## [What is asked]
Please copy every one of the following rows verbatim, keeping their order.

....

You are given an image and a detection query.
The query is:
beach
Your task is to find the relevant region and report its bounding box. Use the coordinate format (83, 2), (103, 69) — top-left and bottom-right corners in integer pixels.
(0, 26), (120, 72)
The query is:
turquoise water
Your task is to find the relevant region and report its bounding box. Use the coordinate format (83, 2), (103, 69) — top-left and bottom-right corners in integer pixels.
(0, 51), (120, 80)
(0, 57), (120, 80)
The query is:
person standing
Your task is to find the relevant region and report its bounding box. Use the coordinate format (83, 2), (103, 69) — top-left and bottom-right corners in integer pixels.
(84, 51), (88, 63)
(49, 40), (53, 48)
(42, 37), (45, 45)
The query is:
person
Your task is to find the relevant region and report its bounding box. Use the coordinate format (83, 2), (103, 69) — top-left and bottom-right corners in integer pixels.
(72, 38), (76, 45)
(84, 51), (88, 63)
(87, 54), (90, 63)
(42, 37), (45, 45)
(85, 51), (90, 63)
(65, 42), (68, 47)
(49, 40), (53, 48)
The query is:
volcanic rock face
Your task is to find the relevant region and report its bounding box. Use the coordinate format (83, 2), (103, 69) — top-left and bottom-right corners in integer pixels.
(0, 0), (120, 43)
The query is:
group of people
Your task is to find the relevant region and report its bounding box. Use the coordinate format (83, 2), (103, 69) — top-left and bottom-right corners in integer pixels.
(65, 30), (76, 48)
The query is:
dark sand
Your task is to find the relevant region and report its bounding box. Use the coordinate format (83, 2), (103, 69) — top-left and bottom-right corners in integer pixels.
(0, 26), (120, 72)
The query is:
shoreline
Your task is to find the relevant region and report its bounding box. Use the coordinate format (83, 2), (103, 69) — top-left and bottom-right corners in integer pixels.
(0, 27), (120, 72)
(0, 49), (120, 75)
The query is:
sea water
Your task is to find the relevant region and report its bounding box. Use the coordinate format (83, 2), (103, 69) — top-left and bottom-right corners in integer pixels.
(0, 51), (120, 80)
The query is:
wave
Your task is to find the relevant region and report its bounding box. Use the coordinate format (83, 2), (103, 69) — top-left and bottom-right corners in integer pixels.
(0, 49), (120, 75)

....

## [Full output]
You are given an image and a detection query.
The query is:
beach
Your task is to find the relevant region and report its bounding box. Use the coordinate format (83, 2), (103, 69) — top-left and bottom-right corners in integer pixels.
(0, 26), (120, 72)
The query is:
turquoise water
Your task is to find the relevant region and report its bounding box. Use the coordinate format (83, 2), (103, 69) — top-left and bottom-right corners in integer pixels.
(0, 51), (120, 80)
(0, 57), (120, 80)
The query is:
person standing
Your task is to find the relevant region and report its bounding box. Use the coordinate format (83, 2), (103, 69) — top-left and bottom-right corners in integer pixels.
(84, 51), (88, 63)
(49, 40), (53, 48)
(42, 37), (45, 45)
The query is:
person
Your task is to find the relevant region and report its bounding box. Use the coordinate format (83, 2), (103, 69) — top-left and bottom-right corners in integer pixels.
(72, 38), (76, 45)
(84, 51), (88, 63)
(87, 54), (90, 63)
(42, 37), (45, 45)
(85, 51), (90, 63)
(65, 42), (68, 47)
(49, 40), (53, 48)
The query is:
volcanic rock face
Your task is to find the relevant region and report its bounding box. Use the coordinate format (83, 2), (103, 69) — top-left and bottom-right corners in integer pixels.
(0, 0), (120, 43)
The query is:
group of people
Your task is to find the relevant region and report its bounding box. Use the coordinate format (83, 2), (103, 69) — top-left and bottom-right corners in integer pixels.
(65, 30), (76, 48)
The query is:
dark sand
Your task is to find the relevant region and report its bounding box. Use the coordinate format (83, 2), (103, 69) — top-left and bottom-right corners in integer pixels.
(0, 26), (120, 72)
The query is:
shoreline
Your task is to find the relevant region and report its bounding box. Use the coordinate format (83, 2), (103, 69) — top-left and bottom-right corners in integer pixels.
(0, 27), (120, 72)
(0, 49), (120, 75)
The query is:
sea water
Your task is to find the relevant region and report its bounding box. Use the coordinate format (83, 2), (103, 69) — top-left and bottom-right corners in integer pixels.
(0, 51), (120, 80)
The query is:
wave
Your task is to find the relevant region and report its bounding box. Use the coordinate format (83, 2), (103, 69) — top-left and bottom-right corners in integer pixels.
(0, 49), (120, 75)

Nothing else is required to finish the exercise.